Location identification items:
━━━━━━━━━━━━━━━━━━━━━━━━━━━━━━

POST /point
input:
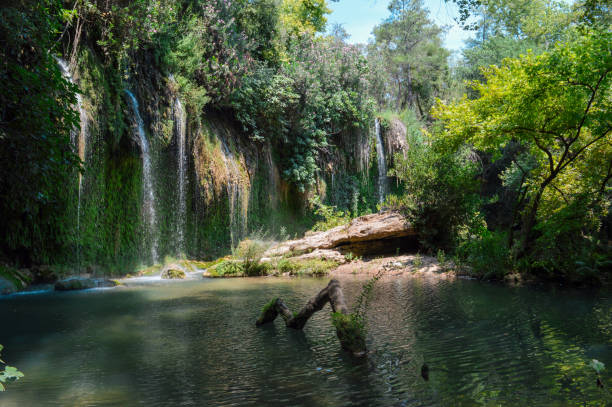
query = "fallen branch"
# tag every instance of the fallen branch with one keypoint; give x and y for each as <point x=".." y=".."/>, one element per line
<point x="350" y="330"/>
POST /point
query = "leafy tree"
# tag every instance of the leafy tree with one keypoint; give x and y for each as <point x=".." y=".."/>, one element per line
<point x="415" y="62"/>
<point x="440" y="190"/>
<point x="556" y="106"/>
<point x="320" y="95"/>
<point x="299" y="17"/>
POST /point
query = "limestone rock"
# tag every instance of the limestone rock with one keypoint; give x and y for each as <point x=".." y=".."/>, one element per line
<point x="371" y="234"/>
<point x="173" y="272"/>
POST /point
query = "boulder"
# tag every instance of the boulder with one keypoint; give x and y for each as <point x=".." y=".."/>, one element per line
<point x="43" y="274"/>
<point x="378" y="233"/>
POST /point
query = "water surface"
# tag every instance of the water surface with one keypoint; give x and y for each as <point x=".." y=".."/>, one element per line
<point x="195" y="344"/>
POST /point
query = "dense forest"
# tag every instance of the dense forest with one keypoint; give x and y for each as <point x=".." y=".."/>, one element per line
<point x="134" y="130"/>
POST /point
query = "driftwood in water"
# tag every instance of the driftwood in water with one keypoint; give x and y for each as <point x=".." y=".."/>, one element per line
<point x="350" y="332"/>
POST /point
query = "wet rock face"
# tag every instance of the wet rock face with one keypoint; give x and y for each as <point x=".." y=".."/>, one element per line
<point x="173" y="272"/>
<point x="378" y="233"/>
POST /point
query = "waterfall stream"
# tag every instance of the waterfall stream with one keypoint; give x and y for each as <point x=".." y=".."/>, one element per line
<point x="180" y="128"/>
<point x="148" y="199"/>
<point x="382" y="164"/>
<point x="238" y="213"/>
<point x="79" y="142"/>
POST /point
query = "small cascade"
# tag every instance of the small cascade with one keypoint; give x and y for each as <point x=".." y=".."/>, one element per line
<point x="180" y="131"/>
<point x="382" y="164"/>
<point x="237" y="208"/>
<point x="148" y="196"/>
<point x="79" y="142"/>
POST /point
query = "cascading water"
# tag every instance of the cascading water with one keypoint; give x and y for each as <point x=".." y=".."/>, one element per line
<point x="382" y="164"/>
<point x="79" y="142"/>
<point x="148" y="196"/>
<point x="180" y="128"/>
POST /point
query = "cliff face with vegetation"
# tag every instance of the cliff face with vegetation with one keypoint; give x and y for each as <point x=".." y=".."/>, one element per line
<point x="131" y="131"/>
<point x="233" y="143"/>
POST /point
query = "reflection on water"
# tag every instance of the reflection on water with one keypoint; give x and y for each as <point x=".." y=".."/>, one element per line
<point x="195" y="343"/>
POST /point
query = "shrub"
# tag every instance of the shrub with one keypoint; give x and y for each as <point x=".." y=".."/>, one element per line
<point x="250" y="252"/>
<point x="329" y="216"/>
<point x="487" y="254"/>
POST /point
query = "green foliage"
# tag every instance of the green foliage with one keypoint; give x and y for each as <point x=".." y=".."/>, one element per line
<point x="321" y="95"/>
<point x="440" y="191"/>
<point x="351" y="332"/>
<point x="556" y="106"/>
<point x="350" y="257"/>
<point x="36" y="121"/>
<point x="329" y="216"/>
<point x="597" y="366"/>
<point x="10" y="374"/>
<point x="314" y="267"/>
<point x="486" y="252"/>
<point x="250" y="252"/>
<point x="412" y="62"/>
<point x="227" y="268"/>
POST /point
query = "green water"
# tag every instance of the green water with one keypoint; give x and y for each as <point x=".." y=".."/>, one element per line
<point x="195" y="344"/>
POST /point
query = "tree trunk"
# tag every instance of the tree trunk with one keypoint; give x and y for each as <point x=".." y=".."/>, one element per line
<point x="350" y="332"/>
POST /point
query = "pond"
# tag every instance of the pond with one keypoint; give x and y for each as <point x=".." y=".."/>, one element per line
<point x="195" y="343"/>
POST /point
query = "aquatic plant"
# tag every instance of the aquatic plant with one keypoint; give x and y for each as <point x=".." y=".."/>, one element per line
<point x="10" y="374"/>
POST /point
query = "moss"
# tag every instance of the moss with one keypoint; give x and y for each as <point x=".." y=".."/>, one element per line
<point x="268" y="312"/>
<point x="227" y="268"/>
<point x="13" y="276"/>
<point x="350" y="332"/>
<point x="314" y="267"/>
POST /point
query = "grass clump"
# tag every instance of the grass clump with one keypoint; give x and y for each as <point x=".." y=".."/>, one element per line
<point x="250" y="252"/>
<point x="314" y="267"/>
<point x="227" y="268"/>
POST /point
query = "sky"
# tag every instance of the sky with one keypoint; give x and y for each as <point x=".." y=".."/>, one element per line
<point x="358" y="17"/>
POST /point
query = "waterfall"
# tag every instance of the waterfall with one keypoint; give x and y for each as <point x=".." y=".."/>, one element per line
<point x="79" y="143"/>
<point x="180" y="128"/>
<point x="382" y="164"/>
<point x="238" y="213"/>
<point x="148" y="196"/>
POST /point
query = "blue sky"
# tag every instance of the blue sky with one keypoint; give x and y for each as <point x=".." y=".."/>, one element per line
<point x="358" y="17"/>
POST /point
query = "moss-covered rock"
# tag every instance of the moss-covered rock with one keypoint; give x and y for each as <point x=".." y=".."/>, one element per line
<point x="350" y="332"/>
<point x="173" y="274"/>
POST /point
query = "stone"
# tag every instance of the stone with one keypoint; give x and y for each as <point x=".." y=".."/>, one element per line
<point x="173" y="273"/>
<point x="378" y="233"/>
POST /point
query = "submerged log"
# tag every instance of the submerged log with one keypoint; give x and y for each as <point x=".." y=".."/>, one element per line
<point x="350" y="331"/>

━━━━━━━━━━━━━━━━━━━━━━━━━━━━━━

# GIVEN TASK
Copy the listing over exactly, skipping the pictures it holds.

# RESULT OF THE EXERCISE
POST /point
input:
query = "fallen branch"
# tag every instance of the fallen branch with one keypoint; give x and y for each as <point x=".." y=".."/>, one element per line
<point x="350" y="330"/>
POST /point
query = "leafy tree"
# tag every instance of the leafy tree with one keypoint; give x and y for each as <point x=".." y=".."/>, one element per line
<point x="415" y="62"/>
<point x="440" y="190"/>
<point x="556" y="106"/>
<point x="320" y="95"/>
<point x="299" y="17"/>
POST /point
query = "limestone rock"
# tag every instance of the limestone rock with one keypoint; give x and y for each as <point x=".." y=".."/>, one element per line
<point x="371" y="234"/>
<point x="173" y="272"/>
POST /point
query = "boulder"
# tag every instance of the boulder with one keypoint; give x and y for each as <point x=".." y=".."/>, one element per line
<point x="43" y="274"/>
<point x="378" y="233"/>
POST /point
query = "water surface"
# tag every instance of the water surface with one keypoint; give x and y for each as <point x=".." y=".."/>, one element per line
<point x="195" y="344"/>
POST /point
query = "dense forest"
# tag every instance of the dense forest with one keypoint; give x and y for each as <point x=".." y=".."/>, one element per line
<point x="134" y="130"/>
POST /point
query = "driftwood in water"
# tag every instance of the driftwood in water with one keypoint; give x and y for each as <point x=".." y=".."/>, one element per line
<point x="350" y="332"/>
POST /point
query = "wet rock face"
# tag every instance of the wet rock face with one keypoint; give x and y for each as <point x=".." y=".."/>, one element per line
<point x="173" y="272"/>
<point x="378" y="233"/>
POST /point
query = "waterfall stream"
# tag every instance of the waterfall stream with one keypoint; give x and y for each as <point x=".." y=".."/>, one element per line
<point x="180" y="128"/>
<point x="148" y="199"/>
<point x="382" y="164"/>
<point x="238" y="213"/>
<point x="79" y="142"/>
POST /point
query = "small cascade"
# tag every instance of the small cascade with one keypoint; give x and y for each as <point x=".." y=".."/>, one element per line
<point x="180" y="131"/>
<point x="382" y="164"/>
<point x="237" y="208"/>
<point x="148" y="196"/>
<point x="79" y="142"/>
POST /point
query = "cascading water"
# tag every instance of the cascading water with one keypoint; give x and y for each as <point x=".." y=".."/>, one element per line
<point x="382" y="164"/>
<point x="79" y="142"/>
<point x="148" y="196"/>
<point x="180" y="128"/>
POST /point
query = "cliff face with vegetation"
# tag every instance of the cliff face with vegetation with one keypoint; give x and y for each as <point x=".." y=".."/>, one element per line
<point x="131" y="131"/>
<point x="233" y="143"/>
POST /point
query = "reflection on water"
# tag every instance of the reflection on water with one keypoint; give x and y for each as <point x=".." y=".."/>, one element per line
<point x="195" y="343"/>
POST /point
query = "shrub"
# tag every instance of the shrub with one keypoint; give x and y for each as <point x=".." y=".."/>, one element per line
<point x="250" y="252"/>
<point x="329" y="216"/>
<point x="487" y="254"/>
POST /point
query = "green foliage"
# tag every instance of the green foliage with one keypoint; give x and y for each as <point x=".." y=".."/>, one element per line
<point x="321" y="95"/>
<point x="440" y="191"/>
<point x="351" y="332"/>
<point x="556" y="106"/>
<point x="350" y="257"/>
<point x="36" y="121"/>
<point x="329" y="216"/>
<point x="597" y="366"/>
<point x="10" y="374"/>
<point x="314" y="267"/>
<point x="486" y="252"/>
<point x="250" y="252"/>
<point x="412" y="62"/>
<point x="227" y="268"/>
POST /point
query = "green water"
# tag every instance of the green water with one keypoint; give x and y for each as <point x=".." y=".."/>, one element per line
<point x="195" y="344"/>
POST /point
query = "tree trunk"
# tag every instance of the tree trunk with one keypoint; give x and y for each as <point x=".." y=".."/>, one element per line
<point x="350" y="332"/>
POST /point
query = "pond"
# tag every instance of the pond with one keypoint; give x and y for each as <point x=".." y=".."/>, one element per line
<point x="195" y="343"/>
POST /point
query = "aquatic plant"
# tag every instance of the aquatic plant with one keypoint; give x and y for each as <point x=".." y=".."/>, one element per line
<point x="10" y="374"/>
POST /point
query = "moss"
# tag every instance of the moss with one keypoint; give x and y for each as <point x=".." y=".."/>, one element per line
<point x="268" y="312"/>
<point x="227" y="268"/>
<point x="13" y="276"/>
<point x="350" y="332"/>
<point x="314" y="267"/>
POST /point
query = "grass clump"
# tag every instance of the grass clump with one keypoint; give x and y for each as <point x=".." y=".."/>, one element per line
<point x="250" y="252"/>
<point x="314" y="267"/>
<point x="227" y="268"/>
POST /point
query = "sky"
# tag every instance of the sky with one keypoint; give x and y for each as <point x=".." y=".."/>, one element per line
<point x="358" y="17"/>
POST /point
query = "waterfall"
# tag every instance of the waterfall with one keypoint; give x and y for each as <point x=".." y=".."/>, one element per line
<point x="79" y="143"/>
<point x="180" y="128"/>
<point x="382" y="164"/>
<point x="238" y="213"/>
<point x="148" y="196"/>
POST /point
query = "blue sky"
# tag every instance of the blue sky with one keypoint; give x and y for each as <point x=".." y=".."/>, one element per line
<point x="358" y="17"/>
POST /point
query = "moss-covered rock"
# tag every instance of the moss-covered rock with one keypoint; give x and y for each as <point x=".." y=".."/>, one element per line
<point x="350" y="332"/>
<point x="173" y="274"/>
POST /point
query = "stone"
# tag every instance of the stone with one keypoint; give x and y for each as <point x=".." y=".."/>, one element per line
<point x="173" y="273"/>
<point x="378" y="233"/>
POST /point
query = "submerged log"
# tag every instance of the submerged log with one keypoint; give x and y for each as <point x=".." y=".."/>, one element per line
<point x="350" y="331"/>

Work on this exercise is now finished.